### Ihre Aufgaben
1. Fassen Sie den folgenden Text über den Landesparteitag der Berliner SPD in zwei Sätzen zusammen.
2. Übertragen Sie aus dem folgenden Text über den Landesparteitag der Berliner SPD wortgetreu die Passage zwischen „Die Sozialdemokraten wählen“ und „Rechnung ging auf.“, beide eingeschlossen.

### Vorliegender Text
Die Sozialdemokraten wählen Steffen Krach zum Spitzenkandidaten für die Abgeordnetenhauswahl 2026. Er gilt als Hoffnungsträger der zerstrittenen Partei.

Krönungsmesse: Berlins SPD-Spitzenkandidat Steffen Krach am Samstag beim Landesparteitag Foto: Sebastian Gollnow/dpa
Rainer Rutz

Aus Berlin

Rainer Rutz

Der Landesparteitag der Berliner SPD an diesem Samstag sollte eine Krönungsmesse werden für Steffen Krach, den Spitzenkandidaten für die Abgeordnetenhauswahl im September 2026. Ein Zeichen des optimistischen Aufbruchs der eigentlich notorisch zerstrittenen Hauptstadt-Sozis. Wann wir schreiten Seit' an Seit'. Und die Rechnung ging auf.

„Aufbruchsvibe“, „Riesenglücksfall“, „Gewinnertyp“: Die Delegierten in dem Tagungshotel am Friedrichshainer Spreeufer überschlugen sich förmlich in Lobpreisungen des Kandidaten, am Rednerpult, aber auch am Rand des Parteitags, ob vom linken oder vom rechten Parteiflügel. Am Ende wurde der selbst erklärte „Pragmatiker“ Steffen Krach per Handzeichen mit realsozialistischen 100 Prozent zum Spitzenkandidaten bestimmt, gefolgt von minutenlangem Applaus und Johlen.

Der sozialdemokratische Herausforderer von CDU-Senatschef Kai Wegner hatte zuvor in seiner fast eineinhalb Stunden dauernden Bewerbungsrede auch alles gegeben. Eloquent und kurzweilig pflügte Krach einmal quer durchs landes- und bundespolitische Gemüsebeet: Mieten und Mobilität, Wirtschafts- und Familienpolitik, Sauberkeit und Stadtbild-Debatte, soziale Gerechtigkeit und Klimaresilienz, Kampf gegen Rechtsextremismus und für Vielfalt.

### Erfasste Datensätze
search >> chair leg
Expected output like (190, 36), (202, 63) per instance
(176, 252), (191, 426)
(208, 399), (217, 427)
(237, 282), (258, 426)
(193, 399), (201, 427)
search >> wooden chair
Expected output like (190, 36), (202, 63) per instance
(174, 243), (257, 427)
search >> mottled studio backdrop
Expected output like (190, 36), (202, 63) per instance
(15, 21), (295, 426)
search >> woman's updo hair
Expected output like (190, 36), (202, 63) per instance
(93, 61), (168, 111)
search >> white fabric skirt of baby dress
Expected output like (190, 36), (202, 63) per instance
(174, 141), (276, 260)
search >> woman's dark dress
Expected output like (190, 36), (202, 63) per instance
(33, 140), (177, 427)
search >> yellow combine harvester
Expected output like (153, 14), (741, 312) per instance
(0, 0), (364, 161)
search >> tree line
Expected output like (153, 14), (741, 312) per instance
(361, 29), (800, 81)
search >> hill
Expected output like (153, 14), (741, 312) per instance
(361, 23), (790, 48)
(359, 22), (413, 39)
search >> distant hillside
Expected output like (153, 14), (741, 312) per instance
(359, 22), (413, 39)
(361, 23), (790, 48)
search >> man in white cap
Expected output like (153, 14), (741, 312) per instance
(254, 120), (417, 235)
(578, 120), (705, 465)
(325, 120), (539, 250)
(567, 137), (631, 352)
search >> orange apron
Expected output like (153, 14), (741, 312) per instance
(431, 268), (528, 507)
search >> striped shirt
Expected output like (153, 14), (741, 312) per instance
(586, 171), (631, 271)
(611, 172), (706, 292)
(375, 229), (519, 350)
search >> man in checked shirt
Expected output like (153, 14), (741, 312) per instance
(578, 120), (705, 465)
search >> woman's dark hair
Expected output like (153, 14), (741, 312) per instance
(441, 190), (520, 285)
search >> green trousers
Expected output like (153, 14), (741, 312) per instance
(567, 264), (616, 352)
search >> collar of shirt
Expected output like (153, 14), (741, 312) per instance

### Lösungen
1. Auf ihrem Landesparteitag hat die Berliner SPD Steffen Krach per Handzeichen mit 100 Prozent zum Spitzenkandidaten für die Abgeordnetenhauswahl im September 2026 bestimmt, nachdem ihn Delegierte vom linken wie vom rechten Parteiflügel überschwänglich gelobt hatten. In seiner fast eineinhalb Stunden dauernden Bewerbungsrede als Herausforderer von CDU-Senatschef Kai Wegner sprach Krach über Themen von Mieten und Mobilität bis zum Kampf gegen Rechtsextremismus und für Vielfalt.

2.
Die Sozialdemokraten wählen Steffen Krach zum Spitzenkandidaten für die Abgeordnetenhauswahl 2026. Er gilt als Hoffnungsträger der zerstrittenen Partei.

Krönungsmesse: Berlins SPD-Spitzenkandidat Steffen Krach am Samstag beim Landesparteitag Foto: Sebastian Gollnow/dpa
Rainer Rutz

Aus Berlin

Rainer Rutz

Der Landesparteitag der Berliner SPD an diesem Samstag sollte eine Krönungsmesse werden für Steffen Krach, den Spitzenkandidaten für die Abgeordnetenhauswahl im September 2026. Ein Zeichen des optimistischen Aufbruchs der eigentlich notorisch zerstrittenen Hauptstadt-Sozis. Wann wir schreiten Seit' an Seit'. Und die Rechnung ging auf.